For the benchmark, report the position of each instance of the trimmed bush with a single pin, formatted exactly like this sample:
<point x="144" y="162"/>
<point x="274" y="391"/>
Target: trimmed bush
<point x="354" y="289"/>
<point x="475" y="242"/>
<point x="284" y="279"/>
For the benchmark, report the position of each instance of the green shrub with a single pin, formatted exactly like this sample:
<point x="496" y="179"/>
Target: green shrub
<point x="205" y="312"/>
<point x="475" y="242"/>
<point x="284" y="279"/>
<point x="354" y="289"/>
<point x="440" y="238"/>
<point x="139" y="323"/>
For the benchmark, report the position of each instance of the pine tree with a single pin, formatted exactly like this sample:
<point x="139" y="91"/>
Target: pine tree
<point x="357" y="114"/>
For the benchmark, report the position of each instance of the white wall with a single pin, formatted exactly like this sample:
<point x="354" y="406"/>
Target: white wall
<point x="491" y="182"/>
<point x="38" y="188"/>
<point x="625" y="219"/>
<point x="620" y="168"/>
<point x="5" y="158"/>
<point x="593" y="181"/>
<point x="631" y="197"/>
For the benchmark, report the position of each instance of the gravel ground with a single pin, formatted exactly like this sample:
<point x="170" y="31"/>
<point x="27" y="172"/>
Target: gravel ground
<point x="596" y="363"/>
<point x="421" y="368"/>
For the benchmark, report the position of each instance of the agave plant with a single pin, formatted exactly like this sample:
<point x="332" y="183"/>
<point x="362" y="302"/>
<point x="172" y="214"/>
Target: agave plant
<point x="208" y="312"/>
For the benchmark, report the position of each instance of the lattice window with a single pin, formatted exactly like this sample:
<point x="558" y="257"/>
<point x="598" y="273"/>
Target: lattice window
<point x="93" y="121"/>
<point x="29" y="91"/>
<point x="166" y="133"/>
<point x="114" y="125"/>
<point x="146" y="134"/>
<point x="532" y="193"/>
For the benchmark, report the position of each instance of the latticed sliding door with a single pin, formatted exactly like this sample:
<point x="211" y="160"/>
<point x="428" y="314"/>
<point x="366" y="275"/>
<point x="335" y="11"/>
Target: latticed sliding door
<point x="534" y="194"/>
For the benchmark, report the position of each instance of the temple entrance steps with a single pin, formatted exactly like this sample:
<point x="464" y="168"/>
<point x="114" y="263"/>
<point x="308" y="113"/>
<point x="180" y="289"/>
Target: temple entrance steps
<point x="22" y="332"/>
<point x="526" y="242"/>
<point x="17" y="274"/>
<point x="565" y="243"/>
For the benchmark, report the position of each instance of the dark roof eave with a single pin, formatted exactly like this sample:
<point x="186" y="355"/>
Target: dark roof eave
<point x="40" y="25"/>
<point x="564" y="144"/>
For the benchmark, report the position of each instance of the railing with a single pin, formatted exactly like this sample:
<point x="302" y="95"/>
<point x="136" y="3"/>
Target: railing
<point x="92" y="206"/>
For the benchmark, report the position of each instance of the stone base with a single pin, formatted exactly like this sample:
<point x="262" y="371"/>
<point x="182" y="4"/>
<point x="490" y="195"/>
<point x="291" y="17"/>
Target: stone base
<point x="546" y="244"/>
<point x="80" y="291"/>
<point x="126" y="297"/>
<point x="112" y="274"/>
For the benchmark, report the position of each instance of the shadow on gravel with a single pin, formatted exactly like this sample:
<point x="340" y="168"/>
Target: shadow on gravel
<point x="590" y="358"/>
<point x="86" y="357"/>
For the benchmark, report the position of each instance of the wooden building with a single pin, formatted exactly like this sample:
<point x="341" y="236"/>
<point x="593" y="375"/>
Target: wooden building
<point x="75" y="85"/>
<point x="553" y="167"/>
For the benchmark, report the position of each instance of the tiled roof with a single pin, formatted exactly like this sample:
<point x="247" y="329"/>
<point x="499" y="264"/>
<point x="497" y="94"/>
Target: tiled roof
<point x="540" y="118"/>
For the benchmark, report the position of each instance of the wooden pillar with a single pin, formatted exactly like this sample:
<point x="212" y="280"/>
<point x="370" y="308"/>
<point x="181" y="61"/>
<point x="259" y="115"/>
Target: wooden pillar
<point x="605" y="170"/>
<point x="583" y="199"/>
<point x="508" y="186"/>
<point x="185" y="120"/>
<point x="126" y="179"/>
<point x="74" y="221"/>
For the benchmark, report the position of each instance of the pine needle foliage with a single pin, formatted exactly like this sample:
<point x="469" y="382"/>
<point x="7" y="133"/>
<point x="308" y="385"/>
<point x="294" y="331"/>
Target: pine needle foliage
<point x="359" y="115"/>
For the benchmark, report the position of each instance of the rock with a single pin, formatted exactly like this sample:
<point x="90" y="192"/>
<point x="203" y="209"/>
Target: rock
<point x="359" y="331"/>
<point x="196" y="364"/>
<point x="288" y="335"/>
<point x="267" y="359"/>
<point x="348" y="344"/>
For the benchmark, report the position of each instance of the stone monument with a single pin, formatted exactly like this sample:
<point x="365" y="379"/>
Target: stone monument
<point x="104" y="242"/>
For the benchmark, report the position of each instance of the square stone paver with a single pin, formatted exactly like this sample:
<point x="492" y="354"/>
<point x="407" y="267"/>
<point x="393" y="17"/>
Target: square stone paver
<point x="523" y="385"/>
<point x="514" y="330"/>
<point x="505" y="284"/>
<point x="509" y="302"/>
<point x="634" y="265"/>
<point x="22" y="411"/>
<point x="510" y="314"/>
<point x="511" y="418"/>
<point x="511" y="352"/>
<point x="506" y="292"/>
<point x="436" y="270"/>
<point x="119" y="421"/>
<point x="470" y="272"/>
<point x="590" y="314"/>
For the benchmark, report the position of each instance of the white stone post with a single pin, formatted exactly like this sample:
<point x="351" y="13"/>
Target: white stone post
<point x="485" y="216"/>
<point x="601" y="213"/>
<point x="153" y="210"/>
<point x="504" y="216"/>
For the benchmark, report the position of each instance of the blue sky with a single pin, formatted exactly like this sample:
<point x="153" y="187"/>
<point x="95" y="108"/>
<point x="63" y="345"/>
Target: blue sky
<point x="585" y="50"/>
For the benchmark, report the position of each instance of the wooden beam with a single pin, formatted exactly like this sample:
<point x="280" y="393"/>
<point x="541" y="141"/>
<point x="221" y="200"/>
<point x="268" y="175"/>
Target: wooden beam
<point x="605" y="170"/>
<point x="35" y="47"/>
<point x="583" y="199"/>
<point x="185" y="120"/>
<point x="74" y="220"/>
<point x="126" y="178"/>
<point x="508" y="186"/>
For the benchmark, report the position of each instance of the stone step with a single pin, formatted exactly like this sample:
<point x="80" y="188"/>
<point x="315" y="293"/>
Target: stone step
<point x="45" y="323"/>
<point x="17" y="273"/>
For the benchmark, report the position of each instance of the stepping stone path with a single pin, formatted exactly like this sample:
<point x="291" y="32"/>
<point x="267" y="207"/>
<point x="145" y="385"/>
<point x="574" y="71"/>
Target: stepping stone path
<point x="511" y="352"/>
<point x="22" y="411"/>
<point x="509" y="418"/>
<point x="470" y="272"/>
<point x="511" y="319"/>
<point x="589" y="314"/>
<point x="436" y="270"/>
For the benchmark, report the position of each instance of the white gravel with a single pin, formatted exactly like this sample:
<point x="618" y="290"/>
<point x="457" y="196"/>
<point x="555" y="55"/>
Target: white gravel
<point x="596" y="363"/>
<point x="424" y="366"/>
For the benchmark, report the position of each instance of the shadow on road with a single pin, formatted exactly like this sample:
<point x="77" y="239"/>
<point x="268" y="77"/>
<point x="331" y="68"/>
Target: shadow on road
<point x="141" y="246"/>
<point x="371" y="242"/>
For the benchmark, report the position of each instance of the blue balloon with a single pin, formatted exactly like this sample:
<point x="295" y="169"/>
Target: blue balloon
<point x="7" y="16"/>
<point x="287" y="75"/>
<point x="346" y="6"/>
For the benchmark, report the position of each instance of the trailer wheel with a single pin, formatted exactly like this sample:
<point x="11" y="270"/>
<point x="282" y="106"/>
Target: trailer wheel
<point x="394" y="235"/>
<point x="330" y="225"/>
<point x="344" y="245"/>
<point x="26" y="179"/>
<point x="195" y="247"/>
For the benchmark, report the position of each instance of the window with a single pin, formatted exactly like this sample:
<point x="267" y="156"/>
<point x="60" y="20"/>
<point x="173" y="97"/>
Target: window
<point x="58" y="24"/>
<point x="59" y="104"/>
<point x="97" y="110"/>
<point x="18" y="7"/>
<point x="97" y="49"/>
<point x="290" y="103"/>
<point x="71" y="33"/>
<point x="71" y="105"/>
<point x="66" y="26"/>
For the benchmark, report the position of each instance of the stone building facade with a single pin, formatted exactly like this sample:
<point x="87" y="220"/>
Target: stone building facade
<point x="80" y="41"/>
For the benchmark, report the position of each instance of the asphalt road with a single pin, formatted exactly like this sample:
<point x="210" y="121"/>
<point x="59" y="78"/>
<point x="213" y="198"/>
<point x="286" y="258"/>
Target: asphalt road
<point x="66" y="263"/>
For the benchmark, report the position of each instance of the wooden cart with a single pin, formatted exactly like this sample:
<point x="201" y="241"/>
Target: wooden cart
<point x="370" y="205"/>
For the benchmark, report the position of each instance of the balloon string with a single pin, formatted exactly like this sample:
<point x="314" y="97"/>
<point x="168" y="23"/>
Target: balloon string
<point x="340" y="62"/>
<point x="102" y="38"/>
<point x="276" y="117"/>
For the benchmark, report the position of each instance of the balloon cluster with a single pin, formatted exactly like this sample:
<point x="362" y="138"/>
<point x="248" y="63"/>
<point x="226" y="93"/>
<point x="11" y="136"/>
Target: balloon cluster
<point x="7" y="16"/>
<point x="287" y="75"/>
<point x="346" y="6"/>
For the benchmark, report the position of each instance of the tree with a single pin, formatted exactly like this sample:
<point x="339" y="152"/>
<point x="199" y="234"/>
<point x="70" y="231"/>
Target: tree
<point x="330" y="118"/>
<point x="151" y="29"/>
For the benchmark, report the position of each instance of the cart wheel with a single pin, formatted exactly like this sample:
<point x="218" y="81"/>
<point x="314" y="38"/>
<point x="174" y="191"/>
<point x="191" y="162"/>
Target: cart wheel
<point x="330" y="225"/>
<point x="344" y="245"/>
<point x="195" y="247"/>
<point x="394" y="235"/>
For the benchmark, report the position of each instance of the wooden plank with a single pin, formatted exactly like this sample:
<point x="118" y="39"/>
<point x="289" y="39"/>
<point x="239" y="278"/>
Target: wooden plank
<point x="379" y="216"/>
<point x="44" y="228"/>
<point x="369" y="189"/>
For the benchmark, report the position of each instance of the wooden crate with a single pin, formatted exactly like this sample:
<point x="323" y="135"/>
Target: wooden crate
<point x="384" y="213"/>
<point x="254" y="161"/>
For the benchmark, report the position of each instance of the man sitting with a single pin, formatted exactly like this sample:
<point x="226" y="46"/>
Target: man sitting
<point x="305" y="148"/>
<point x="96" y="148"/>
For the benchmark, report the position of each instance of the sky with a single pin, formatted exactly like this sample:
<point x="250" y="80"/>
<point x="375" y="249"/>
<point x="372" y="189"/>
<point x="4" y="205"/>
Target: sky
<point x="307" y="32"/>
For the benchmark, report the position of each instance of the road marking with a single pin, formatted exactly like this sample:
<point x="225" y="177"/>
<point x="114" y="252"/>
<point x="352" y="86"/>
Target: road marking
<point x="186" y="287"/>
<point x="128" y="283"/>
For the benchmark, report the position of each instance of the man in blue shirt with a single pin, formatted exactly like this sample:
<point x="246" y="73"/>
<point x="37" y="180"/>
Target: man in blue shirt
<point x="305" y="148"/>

_ _ _ _

=== Goal ===
Repeat exactly the lines from the one containing "the wooden crate" through the last line of the records above, both included, and nothing else.

=== Result for this exercise ===
For the benchmark, report the position of each instance of the wooden crate with a single pin, formatted exactly like this sample:
<point x="323" y="135"/>
Target: wooden crate
<point x="384" y="213"/>
<point x="254" y="161"/>
For the benchmark, report the position of each instance of the man sitting with a single pin, formatted exactly like this sample:
<point x="226" y="46"/>
Target: man sitting
<point x="305" y="148"/>
<point x="96" y="148"/>
For the benchmark, report the position of each instance of the sky with a single pin, formatted exactly like this sample:
<point x="250" y="80"/>
<point x="375" y="249"/>
<point x="372" y="189"/>
<point x="4" y="205"/>
Target: sky
<point x="307" y="32"/>
For the benchmark, report the position of each instance of the road marking with a single pin, formatted exactly like this sample:
<point x="225" y="177"/>
<point x="114" y="252"/>
<point x="352" y="86"/>
Target: road marking
<point x="186" y="287"/>
<point x="128" y="283"/>
For the benchmark, report the position of each instance of the man in blue shirt with a single pin, formatted exactly like this sample:
<point x="246" y="73"/>
<point x="37" y="180"/>
Target: man in blue shirt
<point x="305" y="148"/>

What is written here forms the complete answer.